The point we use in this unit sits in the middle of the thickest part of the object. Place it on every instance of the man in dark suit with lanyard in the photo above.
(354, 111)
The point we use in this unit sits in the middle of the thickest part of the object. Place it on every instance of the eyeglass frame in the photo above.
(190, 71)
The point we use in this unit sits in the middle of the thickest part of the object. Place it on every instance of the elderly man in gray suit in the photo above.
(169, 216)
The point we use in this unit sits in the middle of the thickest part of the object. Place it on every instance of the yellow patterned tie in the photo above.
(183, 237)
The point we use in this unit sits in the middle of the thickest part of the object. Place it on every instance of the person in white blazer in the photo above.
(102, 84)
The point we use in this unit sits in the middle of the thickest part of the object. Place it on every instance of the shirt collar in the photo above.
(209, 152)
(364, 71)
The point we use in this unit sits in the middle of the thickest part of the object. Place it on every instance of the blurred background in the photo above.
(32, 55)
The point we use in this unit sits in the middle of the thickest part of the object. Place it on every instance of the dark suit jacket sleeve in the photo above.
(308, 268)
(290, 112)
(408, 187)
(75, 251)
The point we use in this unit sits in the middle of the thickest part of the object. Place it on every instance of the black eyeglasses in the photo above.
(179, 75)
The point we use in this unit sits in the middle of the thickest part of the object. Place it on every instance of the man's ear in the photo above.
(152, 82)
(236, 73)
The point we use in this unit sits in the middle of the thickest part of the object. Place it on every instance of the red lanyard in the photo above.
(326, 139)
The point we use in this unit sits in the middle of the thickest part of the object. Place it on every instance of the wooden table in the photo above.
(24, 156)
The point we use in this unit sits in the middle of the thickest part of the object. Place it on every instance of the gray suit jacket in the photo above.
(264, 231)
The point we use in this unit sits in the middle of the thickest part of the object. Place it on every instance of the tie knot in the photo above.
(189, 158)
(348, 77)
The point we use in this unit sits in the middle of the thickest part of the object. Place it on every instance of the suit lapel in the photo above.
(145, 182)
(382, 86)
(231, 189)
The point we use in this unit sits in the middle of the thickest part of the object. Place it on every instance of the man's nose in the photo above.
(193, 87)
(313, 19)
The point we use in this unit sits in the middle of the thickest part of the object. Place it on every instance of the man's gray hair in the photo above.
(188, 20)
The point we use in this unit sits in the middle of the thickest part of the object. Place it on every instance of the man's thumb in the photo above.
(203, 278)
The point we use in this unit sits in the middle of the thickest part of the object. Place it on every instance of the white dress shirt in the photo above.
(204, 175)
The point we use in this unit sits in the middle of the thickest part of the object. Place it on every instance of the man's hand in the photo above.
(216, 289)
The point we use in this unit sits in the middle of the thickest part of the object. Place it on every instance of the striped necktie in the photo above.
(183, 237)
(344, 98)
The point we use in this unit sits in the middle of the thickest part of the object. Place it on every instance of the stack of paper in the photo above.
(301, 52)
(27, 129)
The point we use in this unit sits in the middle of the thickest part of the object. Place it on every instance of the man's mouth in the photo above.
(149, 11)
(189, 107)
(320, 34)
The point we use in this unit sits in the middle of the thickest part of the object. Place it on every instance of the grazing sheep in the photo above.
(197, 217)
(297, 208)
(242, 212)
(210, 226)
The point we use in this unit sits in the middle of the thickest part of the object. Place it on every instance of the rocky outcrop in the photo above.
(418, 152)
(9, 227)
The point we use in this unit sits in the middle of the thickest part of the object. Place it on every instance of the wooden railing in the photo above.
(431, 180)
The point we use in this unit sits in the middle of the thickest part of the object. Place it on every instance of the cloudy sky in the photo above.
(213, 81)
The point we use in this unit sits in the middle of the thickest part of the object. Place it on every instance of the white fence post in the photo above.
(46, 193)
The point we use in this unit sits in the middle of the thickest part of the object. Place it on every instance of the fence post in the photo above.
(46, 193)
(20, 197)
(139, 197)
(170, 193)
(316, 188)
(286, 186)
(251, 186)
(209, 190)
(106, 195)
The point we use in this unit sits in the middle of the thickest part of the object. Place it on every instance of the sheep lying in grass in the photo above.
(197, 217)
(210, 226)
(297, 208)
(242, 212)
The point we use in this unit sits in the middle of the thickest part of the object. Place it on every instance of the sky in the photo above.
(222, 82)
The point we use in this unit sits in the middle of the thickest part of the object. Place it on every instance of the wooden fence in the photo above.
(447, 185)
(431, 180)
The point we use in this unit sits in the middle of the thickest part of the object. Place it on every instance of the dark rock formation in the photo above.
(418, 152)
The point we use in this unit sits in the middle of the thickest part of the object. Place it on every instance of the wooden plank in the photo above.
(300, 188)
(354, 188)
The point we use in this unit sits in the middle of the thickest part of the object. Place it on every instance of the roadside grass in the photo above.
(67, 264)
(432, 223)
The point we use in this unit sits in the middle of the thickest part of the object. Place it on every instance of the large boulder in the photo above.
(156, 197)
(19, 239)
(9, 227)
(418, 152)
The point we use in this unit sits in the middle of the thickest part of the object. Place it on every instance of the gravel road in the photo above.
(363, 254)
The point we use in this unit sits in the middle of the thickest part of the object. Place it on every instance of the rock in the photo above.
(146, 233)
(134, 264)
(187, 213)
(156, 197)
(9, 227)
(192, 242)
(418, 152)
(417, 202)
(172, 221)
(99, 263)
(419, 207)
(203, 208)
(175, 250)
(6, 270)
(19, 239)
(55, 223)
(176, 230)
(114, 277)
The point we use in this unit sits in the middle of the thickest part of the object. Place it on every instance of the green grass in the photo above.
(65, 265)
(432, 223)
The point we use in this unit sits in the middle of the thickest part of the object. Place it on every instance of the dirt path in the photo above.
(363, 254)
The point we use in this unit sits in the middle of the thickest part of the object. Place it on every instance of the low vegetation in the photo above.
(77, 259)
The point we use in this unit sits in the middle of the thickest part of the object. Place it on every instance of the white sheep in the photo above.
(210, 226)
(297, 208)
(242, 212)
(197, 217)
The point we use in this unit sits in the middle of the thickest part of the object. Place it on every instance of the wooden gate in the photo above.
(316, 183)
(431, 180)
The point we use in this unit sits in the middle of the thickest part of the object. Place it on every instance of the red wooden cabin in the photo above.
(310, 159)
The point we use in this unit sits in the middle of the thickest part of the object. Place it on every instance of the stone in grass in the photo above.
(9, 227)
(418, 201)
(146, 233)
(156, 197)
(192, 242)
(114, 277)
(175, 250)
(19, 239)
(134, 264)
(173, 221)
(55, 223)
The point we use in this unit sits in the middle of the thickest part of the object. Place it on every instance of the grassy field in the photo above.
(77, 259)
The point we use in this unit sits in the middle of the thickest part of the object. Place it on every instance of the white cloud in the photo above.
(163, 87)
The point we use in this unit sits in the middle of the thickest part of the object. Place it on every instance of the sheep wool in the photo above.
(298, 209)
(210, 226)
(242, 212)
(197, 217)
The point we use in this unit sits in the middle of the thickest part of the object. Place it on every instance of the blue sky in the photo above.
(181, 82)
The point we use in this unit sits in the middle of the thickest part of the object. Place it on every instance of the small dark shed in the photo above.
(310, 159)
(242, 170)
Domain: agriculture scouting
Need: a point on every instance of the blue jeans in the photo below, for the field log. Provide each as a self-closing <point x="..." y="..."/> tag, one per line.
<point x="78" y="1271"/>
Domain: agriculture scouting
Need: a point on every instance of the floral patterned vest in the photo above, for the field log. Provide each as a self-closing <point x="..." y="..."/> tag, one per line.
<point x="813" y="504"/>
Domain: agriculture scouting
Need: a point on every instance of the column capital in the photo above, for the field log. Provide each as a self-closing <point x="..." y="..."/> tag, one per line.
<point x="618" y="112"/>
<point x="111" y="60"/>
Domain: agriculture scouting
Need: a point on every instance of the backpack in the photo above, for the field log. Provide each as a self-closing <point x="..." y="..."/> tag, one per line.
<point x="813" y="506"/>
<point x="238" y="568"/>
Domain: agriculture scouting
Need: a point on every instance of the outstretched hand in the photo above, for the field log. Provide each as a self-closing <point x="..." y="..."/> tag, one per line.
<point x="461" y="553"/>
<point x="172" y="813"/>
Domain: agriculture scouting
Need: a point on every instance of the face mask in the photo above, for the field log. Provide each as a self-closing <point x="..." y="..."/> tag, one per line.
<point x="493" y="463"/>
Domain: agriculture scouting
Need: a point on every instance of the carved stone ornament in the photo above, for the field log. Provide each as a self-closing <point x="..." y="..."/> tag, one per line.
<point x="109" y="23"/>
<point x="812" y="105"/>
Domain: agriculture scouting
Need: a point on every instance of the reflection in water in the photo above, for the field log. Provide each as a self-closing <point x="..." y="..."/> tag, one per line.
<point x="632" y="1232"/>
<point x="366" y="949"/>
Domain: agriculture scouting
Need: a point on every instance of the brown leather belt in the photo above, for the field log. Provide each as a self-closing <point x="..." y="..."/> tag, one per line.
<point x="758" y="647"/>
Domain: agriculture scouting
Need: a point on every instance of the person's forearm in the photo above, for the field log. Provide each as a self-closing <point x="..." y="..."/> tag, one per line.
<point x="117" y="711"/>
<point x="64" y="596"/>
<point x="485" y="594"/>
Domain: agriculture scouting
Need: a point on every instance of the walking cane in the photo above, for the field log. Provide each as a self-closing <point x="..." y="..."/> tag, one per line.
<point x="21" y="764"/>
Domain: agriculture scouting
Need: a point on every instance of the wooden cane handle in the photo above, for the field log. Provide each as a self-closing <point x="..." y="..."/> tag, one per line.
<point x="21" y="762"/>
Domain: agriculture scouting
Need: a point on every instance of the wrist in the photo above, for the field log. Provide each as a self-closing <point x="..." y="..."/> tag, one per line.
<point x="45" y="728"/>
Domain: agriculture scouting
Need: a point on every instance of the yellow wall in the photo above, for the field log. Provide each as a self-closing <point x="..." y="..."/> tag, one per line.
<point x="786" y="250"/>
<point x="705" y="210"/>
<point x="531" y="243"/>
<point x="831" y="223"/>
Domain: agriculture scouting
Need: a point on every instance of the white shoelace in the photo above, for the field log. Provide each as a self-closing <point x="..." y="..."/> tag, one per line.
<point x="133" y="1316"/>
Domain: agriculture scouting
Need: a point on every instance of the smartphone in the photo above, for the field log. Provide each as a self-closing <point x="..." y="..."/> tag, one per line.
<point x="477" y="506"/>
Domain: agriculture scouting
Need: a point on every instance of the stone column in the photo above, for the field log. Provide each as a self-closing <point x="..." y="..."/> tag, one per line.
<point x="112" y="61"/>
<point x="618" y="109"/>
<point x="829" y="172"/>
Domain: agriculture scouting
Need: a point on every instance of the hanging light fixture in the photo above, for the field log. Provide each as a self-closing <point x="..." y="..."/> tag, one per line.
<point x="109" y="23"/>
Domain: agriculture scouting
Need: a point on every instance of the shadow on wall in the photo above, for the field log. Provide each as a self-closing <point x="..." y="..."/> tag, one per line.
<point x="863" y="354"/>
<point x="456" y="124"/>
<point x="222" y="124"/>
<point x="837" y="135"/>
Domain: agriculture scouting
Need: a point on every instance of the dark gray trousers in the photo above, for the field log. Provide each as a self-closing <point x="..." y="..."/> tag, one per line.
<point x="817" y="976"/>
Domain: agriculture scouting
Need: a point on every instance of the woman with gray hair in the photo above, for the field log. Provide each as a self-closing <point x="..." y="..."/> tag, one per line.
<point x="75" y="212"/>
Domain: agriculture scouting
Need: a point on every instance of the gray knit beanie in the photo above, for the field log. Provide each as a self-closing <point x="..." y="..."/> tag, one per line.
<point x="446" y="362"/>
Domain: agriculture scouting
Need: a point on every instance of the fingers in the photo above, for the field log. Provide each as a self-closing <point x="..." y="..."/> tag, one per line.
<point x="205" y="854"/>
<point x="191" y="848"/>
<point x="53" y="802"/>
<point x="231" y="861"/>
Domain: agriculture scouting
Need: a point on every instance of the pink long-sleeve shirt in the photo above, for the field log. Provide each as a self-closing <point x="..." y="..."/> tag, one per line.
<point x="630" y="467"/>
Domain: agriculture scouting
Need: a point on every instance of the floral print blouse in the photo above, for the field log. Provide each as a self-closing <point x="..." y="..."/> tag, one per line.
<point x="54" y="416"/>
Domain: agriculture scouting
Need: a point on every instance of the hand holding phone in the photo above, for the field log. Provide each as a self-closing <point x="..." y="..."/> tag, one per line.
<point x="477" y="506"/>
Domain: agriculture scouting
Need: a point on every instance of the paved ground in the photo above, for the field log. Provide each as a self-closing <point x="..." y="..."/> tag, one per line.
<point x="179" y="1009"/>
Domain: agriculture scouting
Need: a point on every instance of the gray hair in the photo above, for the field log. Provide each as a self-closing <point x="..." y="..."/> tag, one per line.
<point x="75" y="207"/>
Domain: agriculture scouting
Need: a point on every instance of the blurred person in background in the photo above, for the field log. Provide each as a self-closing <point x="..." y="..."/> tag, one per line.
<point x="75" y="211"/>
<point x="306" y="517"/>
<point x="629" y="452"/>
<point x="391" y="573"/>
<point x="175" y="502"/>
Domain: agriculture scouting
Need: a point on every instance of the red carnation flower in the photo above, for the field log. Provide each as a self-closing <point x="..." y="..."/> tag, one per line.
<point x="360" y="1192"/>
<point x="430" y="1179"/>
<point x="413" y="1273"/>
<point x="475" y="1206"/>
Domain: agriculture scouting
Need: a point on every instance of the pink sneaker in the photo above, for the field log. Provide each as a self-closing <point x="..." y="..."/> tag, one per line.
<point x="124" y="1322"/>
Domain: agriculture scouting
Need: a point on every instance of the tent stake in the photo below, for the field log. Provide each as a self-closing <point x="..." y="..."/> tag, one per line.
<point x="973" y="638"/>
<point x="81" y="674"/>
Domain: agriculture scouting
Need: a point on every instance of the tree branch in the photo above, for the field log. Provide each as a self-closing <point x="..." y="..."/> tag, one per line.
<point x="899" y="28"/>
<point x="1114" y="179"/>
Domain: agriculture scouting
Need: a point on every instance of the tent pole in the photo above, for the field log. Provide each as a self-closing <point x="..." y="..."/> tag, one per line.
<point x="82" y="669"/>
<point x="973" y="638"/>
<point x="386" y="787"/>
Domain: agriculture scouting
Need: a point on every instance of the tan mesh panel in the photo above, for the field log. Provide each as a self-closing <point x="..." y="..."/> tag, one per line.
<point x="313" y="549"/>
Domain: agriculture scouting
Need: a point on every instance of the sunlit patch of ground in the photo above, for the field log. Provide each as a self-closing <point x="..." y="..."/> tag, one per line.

= = = =

- Work to complete: Select every line in the items above that contains the word "handle".

- Solved problem:
Need: a point on every instance of the wooden cane handle in the photo above, for the field log. Provide each as a self-closing <point x="..." y="..."/> tag, one per line.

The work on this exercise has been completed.